-- SOURCE MATERIAL --
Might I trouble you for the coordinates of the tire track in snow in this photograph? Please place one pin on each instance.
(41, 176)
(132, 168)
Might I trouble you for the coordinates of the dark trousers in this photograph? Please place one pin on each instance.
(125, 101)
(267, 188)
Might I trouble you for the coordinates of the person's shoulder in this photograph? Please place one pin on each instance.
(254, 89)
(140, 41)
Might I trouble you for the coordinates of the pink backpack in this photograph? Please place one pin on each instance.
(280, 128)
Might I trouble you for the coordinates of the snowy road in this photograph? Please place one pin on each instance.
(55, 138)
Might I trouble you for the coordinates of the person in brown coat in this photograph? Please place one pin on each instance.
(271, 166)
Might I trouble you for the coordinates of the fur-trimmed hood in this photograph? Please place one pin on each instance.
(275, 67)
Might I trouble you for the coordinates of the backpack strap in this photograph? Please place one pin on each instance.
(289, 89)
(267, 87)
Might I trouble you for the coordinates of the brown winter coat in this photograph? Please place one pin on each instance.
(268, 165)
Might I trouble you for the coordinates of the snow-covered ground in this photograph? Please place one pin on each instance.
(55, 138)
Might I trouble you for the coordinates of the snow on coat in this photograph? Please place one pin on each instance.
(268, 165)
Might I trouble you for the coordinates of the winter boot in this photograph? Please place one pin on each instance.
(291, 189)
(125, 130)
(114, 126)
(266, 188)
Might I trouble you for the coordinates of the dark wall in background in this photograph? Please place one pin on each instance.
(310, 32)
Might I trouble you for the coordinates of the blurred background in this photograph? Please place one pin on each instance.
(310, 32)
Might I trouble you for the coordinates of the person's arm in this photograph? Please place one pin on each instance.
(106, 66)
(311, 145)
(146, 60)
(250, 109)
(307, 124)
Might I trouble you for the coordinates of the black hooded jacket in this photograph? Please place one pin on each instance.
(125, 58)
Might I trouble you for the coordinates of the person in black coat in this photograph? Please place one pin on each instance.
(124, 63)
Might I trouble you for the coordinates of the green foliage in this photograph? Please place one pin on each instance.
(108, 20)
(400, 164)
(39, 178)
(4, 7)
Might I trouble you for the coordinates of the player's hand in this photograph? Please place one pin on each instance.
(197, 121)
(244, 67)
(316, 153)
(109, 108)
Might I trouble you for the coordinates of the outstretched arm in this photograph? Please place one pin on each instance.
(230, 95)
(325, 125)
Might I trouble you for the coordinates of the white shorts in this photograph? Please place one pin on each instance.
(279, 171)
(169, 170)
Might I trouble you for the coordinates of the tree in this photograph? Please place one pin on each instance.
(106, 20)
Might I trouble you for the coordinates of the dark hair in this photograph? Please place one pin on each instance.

-- GOAL OF THE EXERCISE --
Write the listing out again in full, exactly as it stands above.

-- SOLVED EXERCISE --
Might I trouble you for the coordinates of the tire track in snow in this photograph? Please place one pin on each instance.
(41, 176)
(132, 168)
Might I trouble you for the coordinates of the dark trousers in this photograph? Please place one pin on each instance.
(125, 101)
(267, 188)
Might I trouble you for the coordinates of the person's shoulder in this photograph? Please place one pin on each instance.
(254, 89)
(140, 41)
Might I trouble you for the coordinates of the pink backpack in this photograph? Please place one pin on each instance.
(280, 128)
Might I trouble you for the coordinates of the snowy road in this photograph? Please place one pin on each instance.
(55, 138)
Might I trouble you for the coordinates of the person in brown coat in this photograph? Please place one pin on each instance.
(271, 166)
Might I trouble you for the coordinates of the fur-trimmed hood in this photograph? Please place one pin on each instance.
(275, 67)
Might I trouble you for the coordinates of the backpack strap in this photograph? Please place one pin on each instance.
(289, 89)
(267, 87)
Might I trouble you for the coordinates of the brown winter coat in this photograph? Please place one pin on each instance.
(268, 165)
Might I trouble you for the coordinates of the snow-covered ground in this photograph? Please place one pin on each instance.
(55, 138)
Might I trouble you for the coordinates of the snow on coat in this photograph? Please place one pin on each instance.
(268, 165)
Might I trouble you for the coordinates of the winter boot in this photograph? Please place one pin on each instance.
(291, 189)
(125, 130)
(114, 126)
(266, 188)
Might I trouble you for the coordinates of the dark wall in background in this photograph? Please place one pin on each instance.
(310, 32)
Might I trouble you for the coordinates of the blurred background in this photograph? Please place one pin on each instance.
(310, 32)
Might I trouble you for the coordinates of the person's arm in this photograph? Please place one pin on each instance.
(106, 66)
(311, 145)
(146, 60)
(250, 109)
(307, 124)
Might I trouble you for the coordinates of the black hooded jacket in this photograph? Please place one pin on each instance.
(125, 58)
Might I trouble you for the coordinates of the person in black coat in this photograph? Please place one pin on each instance.
(124, 63)
Might I trouble you for the coordinates of the green foliage in this photograph? Please place one pin on each instance.
(108, 20)
(400, 164)
(39, 178)
(4, 7)
Might I trouble you for the coordinates of the player's hand in this photograph? Please place one pin on each instance.
(197, 121)
(244, 67)
(316, 153)
(109, 108)
Might I trouble you for the coordinates of the outstretched arm in this photograph? Please place one pin on each instance.
(230, 95)
(325, 125)
Might I trouble you for the coordinates of the white shorts in this photograph? Please place one pin on each instance.
(279, 171)
(169, 170)
Might I trouble you for the coordinates of the tree in this photograph? Please place one pin on each instance.
(106, 20)
Might I trouble you for the coordinates of the dark hair in this photograph? Please place one pin on each instance.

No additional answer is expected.